Short problem: Copy out the data again, renaming every "simplified polygons" to "approximate polygons" and leaving everything else unchanged.

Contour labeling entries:
====
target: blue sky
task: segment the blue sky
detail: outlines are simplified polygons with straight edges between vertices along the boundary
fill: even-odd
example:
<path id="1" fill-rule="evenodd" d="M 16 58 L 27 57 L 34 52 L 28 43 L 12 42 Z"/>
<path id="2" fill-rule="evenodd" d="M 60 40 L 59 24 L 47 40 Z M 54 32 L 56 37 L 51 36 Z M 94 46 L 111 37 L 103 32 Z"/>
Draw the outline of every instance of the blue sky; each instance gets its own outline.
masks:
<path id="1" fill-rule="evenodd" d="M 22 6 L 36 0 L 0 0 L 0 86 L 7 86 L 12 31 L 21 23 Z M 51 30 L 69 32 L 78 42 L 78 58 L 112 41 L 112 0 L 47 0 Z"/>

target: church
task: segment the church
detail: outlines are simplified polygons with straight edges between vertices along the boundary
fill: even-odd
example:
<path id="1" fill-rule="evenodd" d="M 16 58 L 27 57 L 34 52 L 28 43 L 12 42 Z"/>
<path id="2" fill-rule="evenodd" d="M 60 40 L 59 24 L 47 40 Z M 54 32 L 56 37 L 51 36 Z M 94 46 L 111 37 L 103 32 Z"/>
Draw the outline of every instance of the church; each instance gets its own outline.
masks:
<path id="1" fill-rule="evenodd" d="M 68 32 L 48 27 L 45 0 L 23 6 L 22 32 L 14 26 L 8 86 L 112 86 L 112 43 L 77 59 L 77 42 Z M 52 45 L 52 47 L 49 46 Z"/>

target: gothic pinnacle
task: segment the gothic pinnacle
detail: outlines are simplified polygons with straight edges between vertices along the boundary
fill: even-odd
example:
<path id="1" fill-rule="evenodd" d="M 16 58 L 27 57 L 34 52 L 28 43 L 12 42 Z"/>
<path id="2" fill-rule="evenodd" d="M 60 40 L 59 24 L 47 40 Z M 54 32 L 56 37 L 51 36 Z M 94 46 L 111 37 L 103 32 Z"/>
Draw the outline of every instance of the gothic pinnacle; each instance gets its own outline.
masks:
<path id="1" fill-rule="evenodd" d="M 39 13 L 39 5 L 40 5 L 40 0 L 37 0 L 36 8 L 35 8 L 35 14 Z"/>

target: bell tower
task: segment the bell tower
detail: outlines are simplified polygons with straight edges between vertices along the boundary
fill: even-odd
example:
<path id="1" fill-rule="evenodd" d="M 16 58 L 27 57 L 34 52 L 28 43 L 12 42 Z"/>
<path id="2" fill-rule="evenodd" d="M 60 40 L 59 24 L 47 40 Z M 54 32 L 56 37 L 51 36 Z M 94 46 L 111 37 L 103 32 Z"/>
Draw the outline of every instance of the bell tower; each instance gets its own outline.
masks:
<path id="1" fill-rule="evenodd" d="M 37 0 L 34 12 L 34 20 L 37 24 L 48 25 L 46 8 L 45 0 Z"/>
====
Response:
target: blue sky
task: segment the blue sky
detail: outlines are approximate polygons with straight edges between vertices along the boundary
fill: even-odd
example:
<path id="1" fill-rule="evenodd" d="M 16 58 L 27 57 L 34 52 L 28 43 L 12 42 Z"/>
<path id="2" fill-rule="evenodd" d="M 60 40 L 59 24 L 47 40 Z M 54 32 L 56 37 L 51 36 Z M 94 46 L 111 37 L 103 32 Z"/>
Draw the outline of every instance of the blue sky; each instance gets its own outline.
masks:
<path id="1" fill-rule="evenodd" d="M 22 6 L 36 0 L 0 0 L 0 86 L 7 86 L 12 31 L 21 23 Z M 51 30 L 69 32 L 78 42 L 78 58 L 112 41 L 112 0 L 47 0 Z"/>

target: church
task: segment the church
detail: outlines are approximate polygons with straight edges between vertices along the boundary
fill: even-odd
example:
<path id="1" fill-rule="evenodd" d="M 16 58 L 27 57 L 34 52 L 28 43 L 12 42 Z"/>
<path id="2" fill-rule="evenodd" d="M 60 40 L 59 24 L 47 40 Z M 54 32 L 56 37 L 51 36 Z M 94 46 L 111 37 L 103 32 Z"/>
Draw the outline of every instance of the church; each instance gets its own outline.
masks:
<path id="1" fill-rule="evenodd" d="M 68 32 L 48 27 L 45 0 L 23 6 L 22 32 L 14 26 L 8 86 L 112 86 L 112 43 L 77 59 L 77 42 Z M 52 45 L 52 47 L 49 46 Z"/>

target: gothic pinnacle
task: segment the gothic pinnacle
detail: outlines are approximate polygons with straight edges between vertices along the boundary
fill: even-odd
example:
<path id="1" fill-rule="evenodd" d="M 16 58 L 27 57 L 34 52 L 28 43 L 12 42 Z"/>
<path id="2" fill-rule="evenodd" d="M 60 40 L 59 24 L 47 40 Z M 54 32 L 56 37 L 51 36 Z M 94 46 L 111 37 L 103 32 Z"/>
Draw the outline of every instance of the gothic pinnacle; each instance gets its own outline.
masks:
<path id="1" fill-rule="evenodd" d="M 39 13 L 39 5 L 40 5 L 40 0 L 37 0 L 36 8 L 35 8 L 35 14 Z"/>

target: bell tower
task: segment the bell tower
detail: outlines are approximate polygons with straight edges between vertices along the boundary
fill: even-odd
example:
<path id="1" fill-rule="evenodd" d="M 16 58 L 27 57 L 34 52 L 28 43 L 12 42 Z"/>
<path id="2" fill-rule="evenodd" d="M 60 40 L 59 24 L 47 40 Z M 54 32 L 56 37 L 51 36 Z M 94 46 L 111 37 L 103 32 Z"/>
Draw the outline of every instance of the bell tower; each instance gets its own outline.
masks:
<path id="1" fill-rule="evenodd" d="M 37 0 L 34 12 L 34 20 L 37 24 L 48 25 L 46 8 L 45 0 Z"/>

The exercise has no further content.